**WHAT THE TASK ASKS**
Could you rewrite the material below with "drawing" replaced by "sketch" everywhere it occurs, leaving everything else unchanged?
· · · ·
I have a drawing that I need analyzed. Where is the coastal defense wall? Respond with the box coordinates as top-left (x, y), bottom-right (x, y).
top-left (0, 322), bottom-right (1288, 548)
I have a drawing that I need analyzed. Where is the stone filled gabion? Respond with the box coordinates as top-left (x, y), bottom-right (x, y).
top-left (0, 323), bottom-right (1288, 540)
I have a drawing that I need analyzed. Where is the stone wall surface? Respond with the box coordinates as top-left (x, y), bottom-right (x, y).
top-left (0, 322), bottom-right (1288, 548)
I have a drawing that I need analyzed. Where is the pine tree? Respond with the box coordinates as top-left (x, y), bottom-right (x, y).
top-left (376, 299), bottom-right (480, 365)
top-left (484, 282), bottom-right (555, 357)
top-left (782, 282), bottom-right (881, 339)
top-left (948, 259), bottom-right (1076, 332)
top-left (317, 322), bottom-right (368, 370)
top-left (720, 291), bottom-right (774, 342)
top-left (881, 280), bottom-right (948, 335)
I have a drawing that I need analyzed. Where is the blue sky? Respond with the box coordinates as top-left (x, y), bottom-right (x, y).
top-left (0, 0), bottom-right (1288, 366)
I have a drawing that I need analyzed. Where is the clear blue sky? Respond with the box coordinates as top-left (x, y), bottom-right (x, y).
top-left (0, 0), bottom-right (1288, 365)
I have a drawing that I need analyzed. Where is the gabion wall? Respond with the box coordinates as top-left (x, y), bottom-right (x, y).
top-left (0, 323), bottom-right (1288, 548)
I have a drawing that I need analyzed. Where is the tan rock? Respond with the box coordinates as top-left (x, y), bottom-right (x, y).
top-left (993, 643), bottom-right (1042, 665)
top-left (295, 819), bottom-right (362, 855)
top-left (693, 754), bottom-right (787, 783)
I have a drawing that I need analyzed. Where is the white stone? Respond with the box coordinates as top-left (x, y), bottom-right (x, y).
· · · ·
**THE ANSWER**
I have a sketch that I need analyzed. Where is the coastal defense wall? Respond with the box coordinates as top-left (x, y), bottom-right (x, y).
top-left (0, 322), bottom-right (1288, 548)
I have a sketch that I need analyzed. Where is the stone filled gabion? Respond with the box coordinates as top-left (x, y), bottom-right (x, y).
top-left (0, 323), bottom-right (1288, 540)
I have a sketch that I need analyzed. Where is the stone wall surface? Respond with the box coordinates as top-left (x, y), bottom-right (x, y).
top-left (0, 322), bottom-right (1288, 548)
I have a sketch that I need analyzed. Where is the pine tree? Respond with the box coordinates as top-left (x, y), bottom-right (x, y).
top-left (376, 299), bottom-right (480, 365)
top-left (484, 282), bottom-right (555, 357)
top-left (782, 282), bottom-right (881, 339)
top-left (948, 259), bottom-right (1076, 332)
top-left (317, 322), bottom-right (368, 370)
top-left (720, 291), bottom-right (774, 342)
top-left (881, 280), bottom-right (948, 335)
I have a sketch that I need analyzed. Where is the blue sky? Respond with the box coordinates as top-left (x, y), bottom-right (x, y).
top-left (0, 0), bottom-right (1288, 366)
I have a sketch that I need analyzed. Where is the clear blue sky? Respond with the box coordinates as top-left (x, y), bottom-right (x, y).
top-left (0, 0), bottom-right (1288, 365)
I have a sketch that I need analyzed. Where is the gabion wall? Respond with the box coordinates as top-left (x, y), bottom-right (x, y).
top-left (0, 323), bottom-right (1288, 548)
I have a sketch that I need analyzed. Where is the tan rock? Respond with the box coordinates as top-left (x, y), bottom-right (x, y).
top-left (993, 643), bottom-right (1042, 665)
top-left (295, 819), bottom-right (362, 855)
top-left (693, 754), bottom-right (787, 783)
I have a sketch that I need analyzed. Where is the white stone? Respond with the box coordinates as top-left (x, y), bottom-right (x, y).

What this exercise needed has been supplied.